▸ TASK DETAILS:
Repeat exactly the lines from the line containing "the man's ear" to the last line of the listing, including both.

▸ EXTRACTED RECORDS:
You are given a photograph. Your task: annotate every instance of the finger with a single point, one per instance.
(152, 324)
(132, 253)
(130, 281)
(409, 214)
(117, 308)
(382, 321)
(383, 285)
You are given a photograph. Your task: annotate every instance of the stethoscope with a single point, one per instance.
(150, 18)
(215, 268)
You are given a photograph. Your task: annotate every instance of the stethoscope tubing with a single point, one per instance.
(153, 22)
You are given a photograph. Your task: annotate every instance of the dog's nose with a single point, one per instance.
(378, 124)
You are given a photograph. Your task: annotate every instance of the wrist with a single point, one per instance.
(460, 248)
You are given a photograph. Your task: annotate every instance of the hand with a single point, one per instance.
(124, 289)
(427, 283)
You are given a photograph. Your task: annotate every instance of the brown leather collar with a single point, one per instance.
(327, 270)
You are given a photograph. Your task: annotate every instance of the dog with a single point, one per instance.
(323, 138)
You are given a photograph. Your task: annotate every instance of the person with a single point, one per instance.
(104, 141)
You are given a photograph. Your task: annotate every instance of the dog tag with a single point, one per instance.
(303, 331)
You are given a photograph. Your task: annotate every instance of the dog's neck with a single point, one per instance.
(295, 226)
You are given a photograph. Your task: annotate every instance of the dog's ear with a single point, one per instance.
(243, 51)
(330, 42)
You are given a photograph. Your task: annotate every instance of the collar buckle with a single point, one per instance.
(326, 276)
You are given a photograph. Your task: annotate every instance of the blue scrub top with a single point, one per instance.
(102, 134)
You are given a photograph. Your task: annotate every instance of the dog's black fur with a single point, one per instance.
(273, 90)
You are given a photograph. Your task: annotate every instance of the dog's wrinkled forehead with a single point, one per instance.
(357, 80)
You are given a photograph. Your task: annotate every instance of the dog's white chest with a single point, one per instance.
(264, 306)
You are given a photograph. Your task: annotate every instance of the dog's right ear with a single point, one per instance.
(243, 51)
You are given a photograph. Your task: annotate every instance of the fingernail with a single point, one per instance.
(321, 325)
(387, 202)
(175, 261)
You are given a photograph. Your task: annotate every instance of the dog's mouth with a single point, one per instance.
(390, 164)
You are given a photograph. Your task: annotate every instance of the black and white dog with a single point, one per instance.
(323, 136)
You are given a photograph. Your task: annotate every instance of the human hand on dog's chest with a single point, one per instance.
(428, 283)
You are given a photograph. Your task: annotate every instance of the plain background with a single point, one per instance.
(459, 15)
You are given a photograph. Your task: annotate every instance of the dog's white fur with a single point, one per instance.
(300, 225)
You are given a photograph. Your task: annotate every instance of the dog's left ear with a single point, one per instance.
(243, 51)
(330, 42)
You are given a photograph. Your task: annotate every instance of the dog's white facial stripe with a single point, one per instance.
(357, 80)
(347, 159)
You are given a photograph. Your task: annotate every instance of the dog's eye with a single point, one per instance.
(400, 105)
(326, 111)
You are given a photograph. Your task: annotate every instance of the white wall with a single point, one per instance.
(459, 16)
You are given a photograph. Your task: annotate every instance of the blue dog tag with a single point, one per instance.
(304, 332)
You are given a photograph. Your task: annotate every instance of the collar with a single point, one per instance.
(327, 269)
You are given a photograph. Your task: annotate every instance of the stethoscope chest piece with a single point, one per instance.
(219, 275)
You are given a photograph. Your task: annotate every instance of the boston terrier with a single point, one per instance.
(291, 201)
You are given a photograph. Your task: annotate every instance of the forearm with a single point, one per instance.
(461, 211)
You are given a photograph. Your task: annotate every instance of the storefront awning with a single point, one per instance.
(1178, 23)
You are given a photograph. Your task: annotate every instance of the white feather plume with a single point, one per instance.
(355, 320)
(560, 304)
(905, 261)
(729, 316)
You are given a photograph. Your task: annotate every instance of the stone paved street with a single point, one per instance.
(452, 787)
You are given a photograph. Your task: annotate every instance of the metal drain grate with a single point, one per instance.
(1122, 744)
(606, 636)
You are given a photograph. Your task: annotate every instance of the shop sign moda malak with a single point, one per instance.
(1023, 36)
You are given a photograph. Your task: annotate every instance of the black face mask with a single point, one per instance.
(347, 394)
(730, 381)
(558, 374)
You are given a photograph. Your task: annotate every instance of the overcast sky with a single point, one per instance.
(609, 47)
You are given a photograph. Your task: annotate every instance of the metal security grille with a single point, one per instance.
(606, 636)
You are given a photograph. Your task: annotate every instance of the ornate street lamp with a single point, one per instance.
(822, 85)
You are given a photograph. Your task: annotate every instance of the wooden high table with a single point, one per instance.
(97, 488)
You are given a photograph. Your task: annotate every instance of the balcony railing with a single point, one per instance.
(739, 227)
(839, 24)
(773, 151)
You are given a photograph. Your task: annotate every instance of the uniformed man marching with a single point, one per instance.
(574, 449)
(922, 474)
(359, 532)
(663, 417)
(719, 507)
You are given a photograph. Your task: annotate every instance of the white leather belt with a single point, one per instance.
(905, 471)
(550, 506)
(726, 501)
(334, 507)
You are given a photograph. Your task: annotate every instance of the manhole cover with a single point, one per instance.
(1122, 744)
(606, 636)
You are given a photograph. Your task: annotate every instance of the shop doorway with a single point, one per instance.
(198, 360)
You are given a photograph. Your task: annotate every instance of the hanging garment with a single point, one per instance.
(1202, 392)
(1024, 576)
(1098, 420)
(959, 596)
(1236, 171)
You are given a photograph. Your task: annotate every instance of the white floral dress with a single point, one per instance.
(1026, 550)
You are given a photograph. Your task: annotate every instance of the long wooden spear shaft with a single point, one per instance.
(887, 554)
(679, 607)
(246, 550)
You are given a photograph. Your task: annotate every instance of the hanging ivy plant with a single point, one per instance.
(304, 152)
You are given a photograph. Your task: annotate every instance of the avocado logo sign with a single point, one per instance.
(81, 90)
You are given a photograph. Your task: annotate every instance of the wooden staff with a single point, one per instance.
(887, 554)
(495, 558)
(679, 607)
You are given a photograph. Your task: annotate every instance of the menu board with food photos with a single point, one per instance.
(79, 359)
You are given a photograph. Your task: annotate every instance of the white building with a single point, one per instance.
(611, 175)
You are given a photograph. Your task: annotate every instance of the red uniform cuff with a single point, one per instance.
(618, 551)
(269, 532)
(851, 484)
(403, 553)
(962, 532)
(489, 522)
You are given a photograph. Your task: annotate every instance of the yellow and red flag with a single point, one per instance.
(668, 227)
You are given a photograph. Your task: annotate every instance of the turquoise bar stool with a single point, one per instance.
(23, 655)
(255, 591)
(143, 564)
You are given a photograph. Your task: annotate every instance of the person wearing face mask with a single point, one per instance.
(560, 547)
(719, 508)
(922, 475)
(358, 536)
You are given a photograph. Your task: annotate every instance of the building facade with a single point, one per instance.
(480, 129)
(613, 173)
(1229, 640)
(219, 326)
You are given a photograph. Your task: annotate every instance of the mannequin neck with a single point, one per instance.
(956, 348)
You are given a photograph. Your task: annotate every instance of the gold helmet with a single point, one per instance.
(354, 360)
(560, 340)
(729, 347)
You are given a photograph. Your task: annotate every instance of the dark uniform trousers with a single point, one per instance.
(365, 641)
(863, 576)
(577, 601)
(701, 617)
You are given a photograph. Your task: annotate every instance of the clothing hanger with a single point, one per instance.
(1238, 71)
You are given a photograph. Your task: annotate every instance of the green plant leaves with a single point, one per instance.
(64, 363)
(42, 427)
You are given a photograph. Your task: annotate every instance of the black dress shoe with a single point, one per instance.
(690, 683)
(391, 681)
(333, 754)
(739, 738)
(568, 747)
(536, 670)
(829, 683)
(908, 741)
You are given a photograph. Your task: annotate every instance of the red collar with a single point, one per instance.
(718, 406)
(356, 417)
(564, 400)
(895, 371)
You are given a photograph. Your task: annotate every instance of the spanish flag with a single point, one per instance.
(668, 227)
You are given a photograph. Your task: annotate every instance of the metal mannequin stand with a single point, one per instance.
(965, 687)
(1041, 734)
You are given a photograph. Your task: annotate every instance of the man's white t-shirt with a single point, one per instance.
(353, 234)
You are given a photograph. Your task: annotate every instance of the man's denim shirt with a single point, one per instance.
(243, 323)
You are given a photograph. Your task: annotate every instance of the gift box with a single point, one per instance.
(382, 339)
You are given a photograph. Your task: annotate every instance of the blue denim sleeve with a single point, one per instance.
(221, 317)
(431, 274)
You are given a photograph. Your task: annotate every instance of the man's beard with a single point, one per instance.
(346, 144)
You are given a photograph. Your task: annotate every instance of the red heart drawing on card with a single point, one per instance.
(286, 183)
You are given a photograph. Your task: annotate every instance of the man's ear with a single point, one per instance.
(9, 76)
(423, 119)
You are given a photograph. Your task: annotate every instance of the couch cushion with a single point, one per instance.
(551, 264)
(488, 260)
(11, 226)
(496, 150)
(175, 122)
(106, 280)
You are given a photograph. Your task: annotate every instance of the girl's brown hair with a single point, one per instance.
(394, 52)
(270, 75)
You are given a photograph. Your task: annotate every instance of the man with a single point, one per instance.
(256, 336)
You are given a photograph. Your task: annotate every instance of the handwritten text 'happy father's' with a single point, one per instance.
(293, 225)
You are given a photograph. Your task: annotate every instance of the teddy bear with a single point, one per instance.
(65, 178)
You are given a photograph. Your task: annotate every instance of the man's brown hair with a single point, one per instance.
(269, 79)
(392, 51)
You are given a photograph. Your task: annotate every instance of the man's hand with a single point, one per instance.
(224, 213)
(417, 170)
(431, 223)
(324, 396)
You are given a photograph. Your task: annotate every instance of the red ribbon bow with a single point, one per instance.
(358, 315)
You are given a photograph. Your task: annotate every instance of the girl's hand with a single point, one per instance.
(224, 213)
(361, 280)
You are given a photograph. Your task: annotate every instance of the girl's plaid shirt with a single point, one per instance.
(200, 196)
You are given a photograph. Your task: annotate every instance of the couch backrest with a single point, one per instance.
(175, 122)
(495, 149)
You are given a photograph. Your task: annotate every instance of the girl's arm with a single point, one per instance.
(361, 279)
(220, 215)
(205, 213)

▸ TASK ANSWER:
You are given a photograph. Your task: annotate every instance of the man's ear with a single point, one per instance.
(9, 76)
(423, 119)
You are given a photograph. Your task: annotate every instance of the couch cushion with a single point, one per instance.
(551, 264)
(488, 260)
(11, 226)
(496, 150)
(175, 122)
(106, 280)
You are given a photograph. Your task: annotate every instance of the girl's brown hair with a single point, one per instance.
(394, 52)
(270, 75)
You are given a photograph. Your task: annotate every instance of the man with a single point, one per instance.
(256, 336)
You are given a photograph. Your task: annotate every instance of the handwritten text 'happy father's' with a single point, one per instance.
(293, 225)
You are given a photograph. Your task: annotate every instance of the teddy bear with a single point, one per instance.
(65, 178)
You are given a photograph. Your task: annotate every instance of the man's brown hair with a single point, one per instance.
(269, 79)
(392, 51)
You are given a photograph. Your task: annotate every instance of the man's hand with a single point, one per instance.
(224, 213)
(417, 170)
(431, 223)
(324, 396)
You are given a photograph. Your task: annotate every instance of the red ribbon bow with a single point, one per instance.
(358, 315)
You are given a photograph. Your task: annotate every instance of the girl's hand with a single point, one per instance.
(224, 213)
(361, 280)
You are given a photograph. Your task: annotate every instance of the girl's plaid shirt with a single point, one per instance.
(200, 196)
You are given a photograph. Your task: annotate every instance of the couch backrest with a single point, one per instance.
(175, 122)
(495, 149)
You are given a photograph. Your task: annotate every instance of the girl's arm with a single point, one per instance.
(361, 279)
(220, 215)
(205, 213)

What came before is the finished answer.